RECORDS SUPPLIED:
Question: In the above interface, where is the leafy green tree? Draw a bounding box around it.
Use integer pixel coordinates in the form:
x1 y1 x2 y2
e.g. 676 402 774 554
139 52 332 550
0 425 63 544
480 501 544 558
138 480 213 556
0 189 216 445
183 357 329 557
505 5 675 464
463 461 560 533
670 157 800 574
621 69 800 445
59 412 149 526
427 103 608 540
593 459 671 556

WHAT THE EXERCISE ASKS: All entries should be transcribed verbatim.

EXERCISE OUTPUT:
Question: In the above interface, where is the leafy green tree? Draw a bounding box around it.
Use integer pixel coordinates in the form:
x1 y1 x2 y2
e.g. 676 402 774 554
139 52 332 550
0 425 63 544
480 501 544 558
138 480 213 556
0 189 216 445
183 357 329 557
505 5 675 464
463 461 560 533
670 157 800 574
621 69 800 445
59 412 149 526
427 103 608 540
593 459 671 556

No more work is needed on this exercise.